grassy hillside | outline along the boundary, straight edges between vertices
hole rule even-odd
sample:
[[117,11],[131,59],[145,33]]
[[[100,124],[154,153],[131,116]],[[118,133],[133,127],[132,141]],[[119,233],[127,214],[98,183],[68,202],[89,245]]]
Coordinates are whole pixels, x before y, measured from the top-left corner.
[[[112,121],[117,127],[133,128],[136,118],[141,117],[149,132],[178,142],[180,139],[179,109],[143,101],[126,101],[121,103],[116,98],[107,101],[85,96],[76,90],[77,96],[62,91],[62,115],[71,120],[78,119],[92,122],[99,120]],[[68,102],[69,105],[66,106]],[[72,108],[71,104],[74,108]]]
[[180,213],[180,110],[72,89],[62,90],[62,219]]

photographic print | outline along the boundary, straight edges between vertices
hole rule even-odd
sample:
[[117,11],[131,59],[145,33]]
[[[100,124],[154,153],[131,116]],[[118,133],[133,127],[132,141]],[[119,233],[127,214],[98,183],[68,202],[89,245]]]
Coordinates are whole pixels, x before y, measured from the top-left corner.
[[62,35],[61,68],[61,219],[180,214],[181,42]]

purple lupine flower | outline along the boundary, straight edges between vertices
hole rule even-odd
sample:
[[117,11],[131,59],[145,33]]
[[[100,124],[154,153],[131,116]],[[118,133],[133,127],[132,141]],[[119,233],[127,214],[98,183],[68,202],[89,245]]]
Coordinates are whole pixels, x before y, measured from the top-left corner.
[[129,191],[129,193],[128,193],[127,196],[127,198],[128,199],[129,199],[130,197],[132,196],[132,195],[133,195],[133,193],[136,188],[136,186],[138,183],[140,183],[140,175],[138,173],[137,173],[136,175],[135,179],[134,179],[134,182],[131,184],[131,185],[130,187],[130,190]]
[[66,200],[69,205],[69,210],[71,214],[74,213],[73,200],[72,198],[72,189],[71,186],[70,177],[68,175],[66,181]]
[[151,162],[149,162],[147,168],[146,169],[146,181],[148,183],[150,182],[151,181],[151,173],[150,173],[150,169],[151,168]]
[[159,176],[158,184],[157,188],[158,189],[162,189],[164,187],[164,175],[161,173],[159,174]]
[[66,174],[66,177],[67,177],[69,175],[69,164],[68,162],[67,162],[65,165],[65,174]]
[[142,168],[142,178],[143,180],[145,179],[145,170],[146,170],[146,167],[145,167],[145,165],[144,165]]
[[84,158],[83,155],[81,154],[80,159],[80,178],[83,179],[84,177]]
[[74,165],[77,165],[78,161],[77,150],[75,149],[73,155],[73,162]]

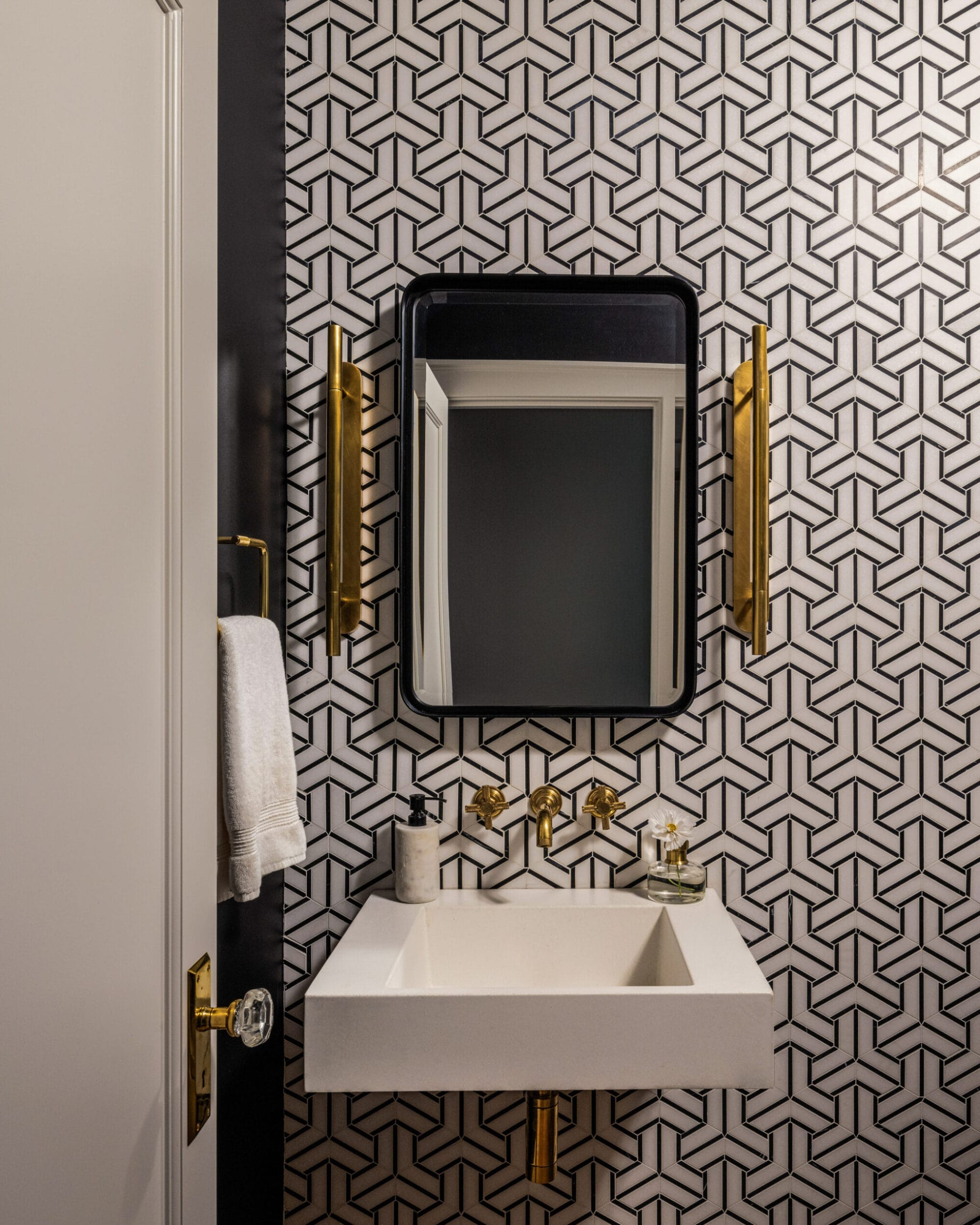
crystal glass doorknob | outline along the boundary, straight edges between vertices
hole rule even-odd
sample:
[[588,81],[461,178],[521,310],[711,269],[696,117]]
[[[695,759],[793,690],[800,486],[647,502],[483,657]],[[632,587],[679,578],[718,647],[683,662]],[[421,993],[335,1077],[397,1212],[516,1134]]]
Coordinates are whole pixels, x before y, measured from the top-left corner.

---

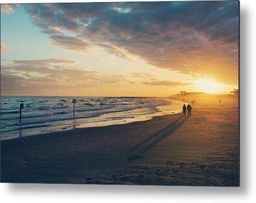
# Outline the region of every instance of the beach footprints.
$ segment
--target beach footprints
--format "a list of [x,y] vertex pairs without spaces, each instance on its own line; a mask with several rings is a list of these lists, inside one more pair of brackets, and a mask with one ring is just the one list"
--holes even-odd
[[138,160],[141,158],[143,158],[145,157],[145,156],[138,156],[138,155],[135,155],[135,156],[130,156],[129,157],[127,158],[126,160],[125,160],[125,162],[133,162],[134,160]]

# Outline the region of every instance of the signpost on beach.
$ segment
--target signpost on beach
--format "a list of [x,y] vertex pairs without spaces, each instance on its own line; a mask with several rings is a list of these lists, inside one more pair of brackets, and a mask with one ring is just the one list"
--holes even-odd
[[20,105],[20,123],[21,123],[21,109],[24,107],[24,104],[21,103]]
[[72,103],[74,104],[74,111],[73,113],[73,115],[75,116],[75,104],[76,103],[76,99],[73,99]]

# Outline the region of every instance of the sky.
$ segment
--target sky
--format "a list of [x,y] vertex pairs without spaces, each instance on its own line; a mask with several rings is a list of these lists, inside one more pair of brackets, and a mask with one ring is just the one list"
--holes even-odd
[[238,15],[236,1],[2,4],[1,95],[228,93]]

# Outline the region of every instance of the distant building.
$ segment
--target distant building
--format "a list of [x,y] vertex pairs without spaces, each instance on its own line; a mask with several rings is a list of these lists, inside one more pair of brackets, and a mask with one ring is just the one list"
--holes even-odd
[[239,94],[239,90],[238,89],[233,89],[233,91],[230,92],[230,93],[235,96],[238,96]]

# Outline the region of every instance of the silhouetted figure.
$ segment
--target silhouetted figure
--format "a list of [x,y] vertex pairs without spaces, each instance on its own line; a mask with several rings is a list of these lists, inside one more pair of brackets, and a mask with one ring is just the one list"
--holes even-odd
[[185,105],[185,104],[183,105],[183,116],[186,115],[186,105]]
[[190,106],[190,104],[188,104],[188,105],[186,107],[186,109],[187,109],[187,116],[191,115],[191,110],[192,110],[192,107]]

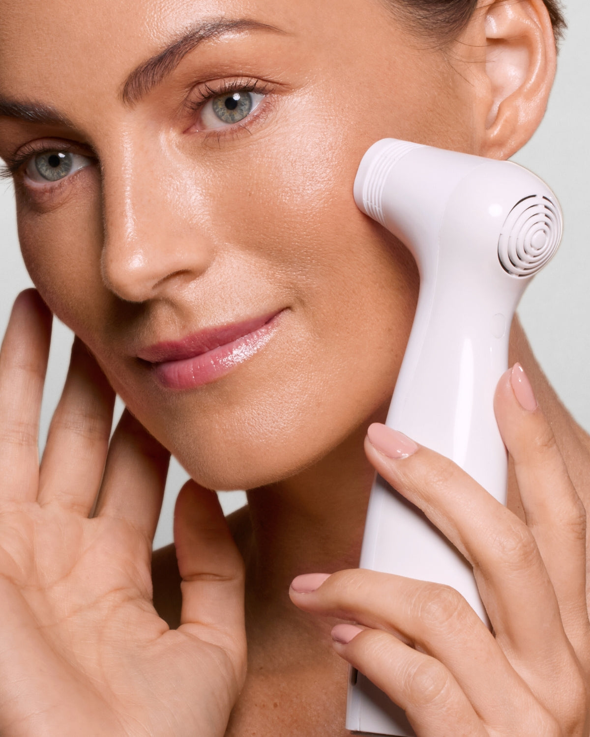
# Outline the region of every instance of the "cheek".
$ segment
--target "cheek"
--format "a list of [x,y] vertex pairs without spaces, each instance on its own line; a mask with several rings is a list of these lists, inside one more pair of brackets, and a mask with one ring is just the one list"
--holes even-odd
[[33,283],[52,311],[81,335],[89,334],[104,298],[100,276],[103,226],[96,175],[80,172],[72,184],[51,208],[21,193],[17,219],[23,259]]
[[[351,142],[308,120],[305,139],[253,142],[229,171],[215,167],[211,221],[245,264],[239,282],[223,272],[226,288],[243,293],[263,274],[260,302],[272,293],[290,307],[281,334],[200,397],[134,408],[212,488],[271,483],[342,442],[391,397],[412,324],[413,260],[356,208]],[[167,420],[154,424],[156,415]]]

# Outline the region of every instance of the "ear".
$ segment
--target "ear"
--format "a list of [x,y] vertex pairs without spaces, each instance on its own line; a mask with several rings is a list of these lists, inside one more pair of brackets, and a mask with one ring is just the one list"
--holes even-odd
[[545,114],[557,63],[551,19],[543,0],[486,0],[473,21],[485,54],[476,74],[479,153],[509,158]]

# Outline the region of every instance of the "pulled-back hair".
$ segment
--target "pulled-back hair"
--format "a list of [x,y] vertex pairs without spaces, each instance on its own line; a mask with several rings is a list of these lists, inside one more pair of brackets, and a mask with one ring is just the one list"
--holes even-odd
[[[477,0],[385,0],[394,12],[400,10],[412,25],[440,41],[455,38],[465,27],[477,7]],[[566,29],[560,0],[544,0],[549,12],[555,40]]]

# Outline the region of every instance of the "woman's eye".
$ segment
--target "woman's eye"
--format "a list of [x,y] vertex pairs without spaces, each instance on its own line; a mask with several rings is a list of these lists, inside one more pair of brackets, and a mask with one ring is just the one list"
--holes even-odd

What you will do> Copy the entries above verbatim, starting at the line containing "grassy hillside |" and ending at the line containing "[[62,35],[61,68],[61,219],[180,214],[181,42]]", with both of those lines included.

Worked solution>
grassy hillside | outline along the boundary, straight edges between vertices
hole rule even-odd
sample:
[[117,11],[131,59],[145,33]]
[[[100,124],[154,153],[131,116]],[[118,133],[133,127],[132,141]],[[119,233],[127,214],[98,183],[68,202],[89,245]]]
Coordinates are whole pixels, x before y, measured from the top-left corner.
[[[112,121],[117,127],[133,128],[136,118],[141,117],[149,132],[178,142],[180,139],[179,109],[143,101],[126,101],[121,103],[116,98],[107,101],[85,96],[76,90],[77,96],[62,91],[62,115],[71,120],[78,119],[92,122],[99,120]],[[68,102],[69,105],[66,106]],[[72,108],[71,104],[74,108]]]
[[180,213],[180,110],[72,89],[62,90],[62,219]]

photographic print | outline along the boundary, straight edges between vertices
hole rule even-odd
sample:
[[117,11],[131,59],[145,33]]
[[[100,124],[154,153],[131,116]],[[118,133],[133,127],[132,141]],[[119,233],[127,214],[98,183],[68,202],[89,245]]]
Coordinates are whole pixels, x before y, measured from the top-left corner.
[[62,35],[61,68],[61,219],[180,214],[181,42]]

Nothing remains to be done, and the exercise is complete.